> WRITTEN TASK:
Copy the rows below verbatim, starting at the beginning and continuing through the line that contains "xmin=154 ymin=268 xmax=229 ymax=284".

Rows from a dataset:
--- Start ---
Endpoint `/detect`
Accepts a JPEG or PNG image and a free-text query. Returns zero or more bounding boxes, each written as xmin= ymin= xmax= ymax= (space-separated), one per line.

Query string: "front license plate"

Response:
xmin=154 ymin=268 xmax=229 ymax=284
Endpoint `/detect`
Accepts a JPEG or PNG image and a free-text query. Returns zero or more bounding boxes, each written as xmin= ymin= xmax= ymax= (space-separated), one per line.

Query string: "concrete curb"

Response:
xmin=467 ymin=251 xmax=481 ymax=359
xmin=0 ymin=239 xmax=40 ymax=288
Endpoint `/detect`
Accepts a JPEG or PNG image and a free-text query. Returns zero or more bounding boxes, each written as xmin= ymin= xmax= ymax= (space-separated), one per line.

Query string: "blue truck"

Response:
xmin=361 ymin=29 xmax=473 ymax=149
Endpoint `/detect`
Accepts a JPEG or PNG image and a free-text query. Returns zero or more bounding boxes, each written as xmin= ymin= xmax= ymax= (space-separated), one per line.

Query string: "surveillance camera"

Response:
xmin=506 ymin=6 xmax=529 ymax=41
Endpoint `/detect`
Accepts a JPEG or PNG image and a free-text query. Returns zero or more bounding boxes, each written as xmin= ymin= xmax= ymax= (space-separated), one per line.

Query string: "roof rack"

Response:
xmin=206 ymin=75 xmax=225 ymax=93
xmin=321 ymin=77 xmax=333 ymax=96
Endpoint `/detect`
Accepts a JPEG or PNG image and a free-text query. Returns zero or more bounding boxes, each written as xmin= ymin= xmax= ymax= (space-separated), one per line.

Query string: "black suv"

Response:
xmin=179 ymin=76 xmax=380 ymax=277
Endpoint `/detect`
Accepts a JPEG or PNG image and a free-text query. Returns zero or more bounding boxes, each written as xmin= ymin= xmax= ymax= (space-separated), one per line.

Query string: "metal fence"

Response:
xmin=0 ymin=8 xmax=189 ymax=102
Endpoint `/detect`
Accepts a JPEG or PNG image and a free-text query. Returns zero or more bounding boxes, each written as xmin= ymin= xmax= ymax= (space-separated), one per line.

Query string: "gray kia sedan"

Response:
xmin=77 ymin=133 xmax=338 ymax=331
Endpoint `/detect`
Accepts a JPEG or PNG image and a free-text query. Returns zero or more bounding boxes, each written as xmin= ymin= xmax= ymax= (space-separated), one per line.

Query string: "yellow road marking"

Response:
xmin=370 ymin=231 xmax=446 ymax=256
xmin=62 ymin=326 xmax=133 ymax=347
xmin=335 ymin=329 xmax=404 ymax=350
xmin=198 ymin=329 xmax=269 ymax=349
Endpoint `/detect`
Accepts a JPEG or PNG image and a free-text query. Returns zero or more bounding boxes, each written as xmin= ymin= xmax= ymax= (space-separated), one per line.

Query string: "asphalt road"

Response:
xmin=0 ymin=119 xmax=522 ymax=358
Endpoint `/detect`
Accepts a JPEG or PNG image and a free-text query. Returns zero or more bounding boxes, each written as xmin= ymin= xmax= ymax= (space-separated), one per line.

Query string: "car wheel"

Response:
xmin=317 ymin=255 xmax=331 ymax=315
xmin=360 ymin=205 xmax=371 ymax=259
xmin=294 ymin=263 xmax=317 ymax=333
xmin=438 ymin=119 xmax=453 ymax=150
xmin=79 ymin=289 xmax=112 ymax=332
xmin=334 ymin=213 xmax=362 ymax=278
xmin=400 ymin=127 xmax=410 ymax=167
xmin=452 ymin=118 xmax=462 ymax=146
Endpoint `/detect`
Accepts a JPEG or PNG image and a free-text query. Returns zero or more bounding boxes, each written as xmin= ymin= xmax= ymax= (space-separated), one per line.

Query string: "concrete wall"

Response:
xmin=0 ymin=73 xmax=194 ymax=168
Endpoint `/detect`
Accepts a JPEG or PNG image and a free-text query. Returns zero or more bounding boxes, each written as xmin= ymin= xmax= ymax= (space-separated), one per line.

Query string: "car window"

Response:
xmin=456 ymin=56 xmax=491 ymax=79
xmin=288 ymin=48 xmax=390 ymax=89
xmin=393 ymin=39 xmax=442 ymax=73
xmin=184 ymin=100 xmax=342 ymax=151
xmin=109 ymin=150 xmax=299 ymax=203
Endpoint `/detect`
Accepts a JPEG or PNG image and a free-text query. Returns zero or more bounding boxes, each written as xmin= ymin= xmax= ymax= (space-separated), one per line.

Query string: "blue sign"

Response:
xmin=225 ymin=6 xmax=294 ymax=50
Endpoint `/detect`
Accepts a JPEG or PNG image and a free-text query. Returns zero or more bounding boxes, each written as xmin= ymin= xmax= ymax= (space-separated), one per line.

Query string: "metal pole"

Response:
--- End ---
> FULL ANSWER:
Endpoint `/detect`
Accepts a JPEG or PNG image and a free-text query. Returns zero or more bounding boxes, each written as xmin= ymin= xmax= ymax= (space-separated), one per line.

Query string: "front license plate"

Response:
xmin=154 ymin=268 xmax=229 ymax=284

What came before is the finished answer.